TASK DIRECTIONS | Whatever appears in the listing must be reproduced exactly.

RECORDS FOR THE TASK |

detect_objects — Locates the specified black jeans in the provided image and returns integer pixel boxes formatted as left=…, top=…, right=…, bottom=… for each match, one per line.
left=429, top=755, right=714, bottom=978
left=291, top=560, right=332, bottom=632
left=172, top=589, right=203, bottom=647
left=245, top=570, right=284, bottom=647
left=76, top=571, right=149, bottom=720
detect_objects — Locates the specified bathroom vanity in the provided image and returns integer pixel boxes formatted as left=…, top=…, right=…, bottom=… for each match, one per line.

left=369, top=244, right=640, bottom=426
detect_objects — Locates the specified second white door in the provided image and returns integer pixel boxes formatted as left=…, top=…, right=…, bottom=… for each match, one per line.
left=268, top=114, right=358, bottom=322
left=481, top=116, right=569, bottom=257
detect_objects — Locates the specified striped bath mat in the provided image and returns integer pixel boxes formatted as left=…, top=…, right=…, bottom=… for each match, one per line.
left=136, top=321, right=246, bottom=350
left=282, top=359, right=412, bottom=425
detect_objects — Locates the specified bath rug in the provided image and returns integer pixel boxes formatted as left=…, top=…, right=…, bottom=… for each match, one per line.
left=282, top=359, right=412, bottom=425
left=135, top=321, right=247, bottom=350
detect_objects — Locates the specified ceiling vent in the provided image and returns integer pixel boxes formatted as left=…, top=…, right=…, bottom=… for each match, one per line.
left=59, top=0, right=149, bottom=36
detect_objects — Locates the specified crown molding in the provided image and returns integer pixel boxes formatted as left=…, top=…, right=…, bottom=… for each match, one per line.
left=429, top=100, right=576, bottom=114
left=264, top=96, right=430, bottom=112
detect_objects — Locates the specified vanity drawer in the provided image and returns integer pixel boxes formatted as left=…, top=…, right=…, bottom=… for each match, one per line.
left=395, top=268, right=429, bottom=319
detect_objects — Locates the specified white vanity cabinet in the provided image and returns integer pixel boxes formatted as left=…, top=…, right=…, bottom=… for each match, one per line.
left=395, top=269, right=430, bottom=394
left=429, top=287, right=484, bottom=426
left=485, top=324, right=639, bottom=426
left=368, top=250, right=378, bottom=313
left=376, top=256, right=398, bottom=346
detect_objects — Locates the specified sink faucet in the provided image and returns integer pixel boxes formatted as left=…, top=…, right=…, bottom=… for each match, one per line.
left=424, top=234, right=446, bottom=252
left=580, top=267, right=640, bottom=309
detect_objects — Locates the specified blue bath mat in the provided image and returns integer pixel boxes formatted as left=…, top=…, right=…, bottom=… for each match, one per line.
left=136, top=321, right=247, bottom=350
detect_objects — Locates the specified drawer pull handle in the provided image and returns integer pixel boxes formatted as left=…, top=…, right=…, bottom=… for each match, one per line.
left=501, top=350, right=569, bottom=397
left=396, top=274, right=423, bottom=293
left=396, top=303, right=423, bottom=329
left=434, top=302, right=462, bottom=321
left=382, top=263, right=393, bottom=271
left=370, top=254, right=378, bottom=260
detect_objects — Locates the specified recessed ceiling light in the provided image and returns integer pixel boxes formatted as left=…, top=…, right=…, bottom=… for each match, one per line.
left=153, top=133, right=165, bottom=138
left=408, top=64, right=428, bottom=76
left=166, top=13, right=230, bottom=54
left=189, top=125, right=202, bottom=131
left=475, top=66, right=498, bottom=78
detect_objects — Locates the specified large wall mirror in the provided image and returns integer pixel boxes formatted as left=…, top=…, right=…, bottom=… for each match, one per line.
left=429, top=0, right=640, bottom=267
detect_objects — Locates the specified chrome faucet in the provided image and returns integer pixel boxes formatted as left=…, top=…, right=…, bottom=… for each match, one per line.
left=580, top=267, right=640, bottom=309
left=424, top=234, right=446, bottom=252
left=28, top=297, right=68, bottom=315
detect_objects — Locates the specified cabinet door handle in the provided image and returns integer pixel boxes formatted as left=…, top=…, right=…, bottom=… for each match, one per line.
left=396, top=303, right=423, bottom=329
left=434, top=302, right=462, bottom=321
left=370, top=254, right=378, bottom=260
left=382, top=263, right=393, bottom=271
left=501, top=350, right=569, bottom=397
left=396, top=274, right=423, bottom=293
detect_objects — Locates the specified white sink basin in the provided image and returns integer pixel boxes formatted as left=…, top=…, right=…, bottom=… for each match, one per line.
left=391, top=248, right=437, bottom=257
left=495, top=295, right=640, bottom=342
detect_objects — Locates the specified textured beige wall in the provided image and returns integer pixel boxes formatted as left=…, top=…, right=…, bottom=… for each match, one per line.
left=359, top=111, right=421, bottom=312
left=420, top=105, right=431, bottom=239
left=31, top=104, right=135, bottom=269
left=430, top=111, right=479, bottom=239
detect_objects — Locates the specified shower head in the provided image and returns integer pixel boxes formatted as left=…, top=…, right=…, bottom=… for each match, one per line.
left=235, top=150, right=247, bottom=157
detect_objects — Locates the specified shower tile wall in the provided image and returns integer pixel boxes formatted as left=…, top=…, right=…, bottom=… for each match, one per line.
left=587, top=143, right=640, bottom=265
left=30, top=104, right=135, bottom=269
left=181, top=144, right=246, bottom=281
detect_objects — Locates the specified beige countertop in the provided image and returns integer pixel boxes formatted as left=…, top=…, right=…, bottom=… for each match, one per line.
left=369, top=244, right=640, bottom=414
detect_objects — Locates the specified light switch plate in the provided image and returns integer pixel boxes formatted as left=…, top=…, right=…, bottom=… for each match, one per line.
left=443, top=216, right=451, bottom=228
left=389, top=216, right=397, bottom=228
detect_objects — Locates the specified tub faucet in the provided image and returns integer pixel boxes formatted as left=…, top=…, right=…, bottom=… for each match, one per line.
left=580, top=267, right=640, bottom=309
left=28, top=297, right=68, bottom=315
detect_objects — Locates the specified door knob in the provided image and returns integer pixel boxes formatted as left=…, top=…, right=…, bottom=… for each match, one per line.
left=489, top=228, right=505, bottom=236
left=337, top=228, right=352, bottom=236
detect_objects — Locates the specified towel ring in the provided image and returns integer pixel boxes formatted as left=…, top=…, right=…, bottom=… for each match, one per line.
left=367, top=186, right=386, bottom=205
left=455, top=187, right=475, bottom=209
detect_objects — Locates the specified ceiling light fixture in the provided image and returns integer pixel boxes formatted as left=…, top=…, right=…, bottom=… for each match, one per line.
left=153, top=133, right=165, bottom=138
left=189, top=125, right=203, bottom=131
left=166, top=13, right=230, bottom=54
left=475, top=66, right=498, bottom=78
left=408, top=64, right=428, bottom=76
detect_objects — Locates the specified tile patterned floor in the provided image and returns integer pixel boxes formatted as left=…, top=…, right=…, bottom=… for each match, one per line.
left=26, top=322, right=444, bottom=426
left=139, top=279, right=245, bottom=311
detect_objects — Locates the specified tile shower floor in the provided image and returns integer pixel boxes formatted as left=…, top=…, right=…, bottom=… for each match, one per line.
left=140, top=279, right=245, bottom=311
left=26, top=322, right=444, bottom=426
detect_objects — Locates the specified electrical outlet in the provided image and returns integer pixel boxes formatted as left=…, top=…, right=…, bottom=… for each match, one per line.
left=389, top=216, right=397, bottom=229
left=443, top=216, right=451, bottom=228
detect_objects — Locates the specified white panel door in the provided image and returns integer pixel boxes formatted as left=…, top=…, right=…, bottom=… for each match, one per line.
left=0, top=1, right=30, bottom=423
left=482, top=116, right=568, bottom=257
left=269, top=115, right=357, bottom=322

ANSWER BOX |
detect_objects — Locates the specified black jeans in the provided image and returns integer pixel boxes formatted as left=…, top=…, right=…, bottom=… for each match, one per line.
left=429, top=755, right=714, bottom=978
left=291, top=560, right=332, bottom=632
left=172, top=589, right=203, bottom=647
left=245, top=570, right=284, bottom=647
left=76, top=571, right=149, bottom=720
detect_objects — Locates the specified bathroom vanity in the provided image and returns integer pixel boxes formatted as left=…, top=…, right=…, bottom=… for each match, one per line.

left=369, top=244, right=640, bottom=426
detect_objects — Locates the specified second white door in the provided image and returns integer pixel boxes formatted as left=…, top=…, right=…, bottom=… for each match, one per line.
left=268, top=114, right=358, bottom=322
left=481, top=116, right=569, bottom=257
detect_objects — Locates the specified striped bath mat in the provided image and returns integer pixel boxes formatted as left=…, top=…, right=…, bottom=… for each match, one per line.
left=136, top=321, right=246, bottom=350
left=282, top=359, right=412, bottom=425
detect_objects — Locates the specified bath rug in the provided image and returns integer pixel boxes formatted as left=…, top=…, right=…, bottom=… for each match, one per line.
left=282, top=359, right=412, bottom=425
left=135, top=321, right=247, bottom=350
detect_objects — Locates the specified ceiling vent in the provided image and returns integer pixel boxes formatted as left=…, top=…, right=…, bottom=… for each match, one per line.
left=59, top=0, right=149, bottom=36
detect_objects — Locates the specified crown molding in the provided image and returns integer pixel boxes formatted as left=…, top=…, right=…, bottom=… for each match, one per line.
left=429, top=100, right=576, bottom=114
left=264, top=96, right=430, bottom=112
detect_objects — Locates the specified vanity drawer in the provided image and returns integer pixel boxes formatted as left=…, top=…, right=…, bottom=… for each match, one per line.
left=395, top=268, right=429, bottom=319
detect_objects — Locates the specified white vanity cabinet in the provided image and returns integer pixel boxes formatted as left=…, top=…, right=…, bottom=… for each match, one per line.
left=395, top=269, right=430, bottom=394
left=429, top=287, right=484, bottom=426
left=485, top=324, right=639, bottom=426
left=368, top=250, right=378, bottom=313
left=376, top=256, right=398, bottom=346
detect_objects — Locates the specified sink faucet in the provided image and returns integer pixel boxes formatted as left=…, top=…, right=…, bottom=… for each match, one per line.
left=424, top=234, right=446, bottom=252
left=580, top=267, right=640, bottom=309
detect_objects — Locates the specified blue bath mat in the provided image and returns integer pixel boxes formatted as left=…, top=…, right=…, bottom=… for each match, one per line.
left=136, top=321, right=247, bottom=350
detect_objects — Locates the specified drawer pull handle in the provided image and returns integer pixel boxes formatted as left=…, top=…, right=…, bottom=… for each match, one per line.
left=501, top=350, right=569, bottom=397
left=396, top=274, right=423, bottom=293
left=396, top=303, right=423, bottom=329
left=434, top=302, right=462, bottom=321
left=382, top=263, right=393, bottom=271
left=370, top=254, right=378, bottom=260
detect_objects — Locates the specified recessed ceiling light in the provided image and returns integer pixel boxes formatted as left=…, top=…, right=…, bottom=… for each match, one per line.
left=153, top=133, right=165, bottom=138
left=408, top=64, right=428, bottom=76
left=166, top=13, right=230, bottom=54
left=189, top=125, right=202, bottom=131
left=475, top=66, right=498, bottom=78
detect_objects — Locates the specified large wall mirror in the provided image and returns integer pixel boxes formatted as left=…, top=…, right=…, bottom=… for each match, one per line.
left=429, top=0, right=640, bottom=267
detect_objects — Locates the specified chrome faucet in the provided image and returns integer pixel boxes formatted as left=…, top=…, right=…, bottom=… for each match, one per line.
left=580, top=267, right=640, bottom=309
left=424, top=234, right=446, bottom=252
left=28, top=297, right=68, bottom=315
detect_objects — Locates the specified cabinet door handle in the provided image and returns integer pixel boxes formatted as left=…, top=…, right=…, bottom=… for each match, one per line.
left=396, top=303, right=423, bottom=329
left=434, top=302, right=462, bottom=321
left=370, top=254, right=378, bottom=260
left=382, top=263, right=393, bottom=271
left=501, top=350, right=569, bottom=397
left=396, top=274, right=423, bottom=293
detect_objects — Locates the specified white sink basin in the provided image and returns integer pixel boxes formatted as left=…, top=…, right=…, bottom=… for each match, one per line.
left=391, top=248, right=437, bottom=257
left=495, top=295, right=640, bottom=342
detect_objects — Locates the specified textured beige wall in the provided image and returns integer pixel boxes formatted as left=…, top=…, right=…, bottom=… for each match, one per line.
left=359, top=111, right=421, bottom=312
left=420, top=105, right=431, bottom=239
left=31, top=104, right=135, bottom=269
left=430, top=111, right=479, bottom=239
detect_objects — Locates the specified shower head in the provided image and returns integer pixel boxes formatted as left=…, top=…, right=…, bottom=… for each match, one per line.
left=235, top=150, right=247, bottom=157
detect_objects — Locates the specified shower tile wall in the provided image and returns integer pixel boxes formatted as left=…, top=…, right=…, bottom=… for each match, one per line.
left=587, top=143, right=640, bottom=265
left=30, top=104, right=135, bottom=269
left=181, top=144, right=246, bottom=281
detect_objects — Locates the specified beige countertop in the provided image and returns integer pixel boxes formatted as left=…, top=…, right=…, bottom=… for each match, one per line.
left=369, top=244, right=640, bottom=414
detect_objects — Locates the specified light switch plate in the provided image and returns integer pixel boxes formatted as left=…, top=…, right=…, bottom=… for each match, one per line.
left=443, top=216, right=451, bottom=228
left=389, top=216, right=397, bottom=228
detect_objects — Locates the specified tub faucet in the provided image and returns integer pixel boxes formatted as left=…, top=…, right=…, bottom=… for each match, one per line.
left=580, top=267, right=640, bottom=309
left=28, top=297, right=68, bottom=315
detect_objects — Locates the specified door knob in the provided image and returns integer pixel boxes formatted as left=…, top=…, right=…, bottom=… for each match, one per line.
left=489, top=228, right=505, bottom=236
left=337, top=228, right=352, bottom=236
detect_objects — Locates the specified towel ring in the provided image and returns integer pixel boxes formatted as left=…, top=…, right=…, bottom=… for each match, one per line.
left=367, top=186, right=386, bottom=205
left=455, top=187, right=475, bottom=209
detect_objects — Locates the specified ceiling light fixture in the provided image and returns integer pixel boxes formatted as left=…, top=…, right=…, bottom=… for each match, one per line.
left=153, top=133, right=165, bottom=138
left=189, top=125, right=203, bottom=131
left=166, top=13, right=230, bottom=54
left=475, top=66, right=498, bottom=78
left=408, top=64, right=428, bottom=76
detect_objects — Locates the specified tile patterned floor in the provided image and returns integer pixel boxes formatted as left=…, top=…, right=…, bottom=… for each match, one per line.
left=26, top=322, right=444, bottom=426
left=139, top=279, right=245, bottom=311
detect_objects — Locates the specified tile shower floor in the provided image and returns integer pixel boxes formatted as left=…, top=…, right=…, bottom=… for each match, one per line.
left=140, top=279, right=245, bottom=311
left=26, top=322, right=444, bottom=426
detect_objects — Locates the specified electrical outlet in the provided image and returns integer pixel boxes formatted as left=…, top=…, right=…, bottom=… for each match, one per line.
left=389, top=216, right=397, bottom=229
left=443, top=216, right=451, bottom=228
detect_objects — Locates the specified white panel door in the provided image and returns integer pixel boxes formatted as left=…, top=…, right=…, bottom=… for each match, one per line.
left=0, top=1, right=30, bottom=423
left=482, top=116, right=568, bottom=257
left=269, top=115, right=357, bottom=322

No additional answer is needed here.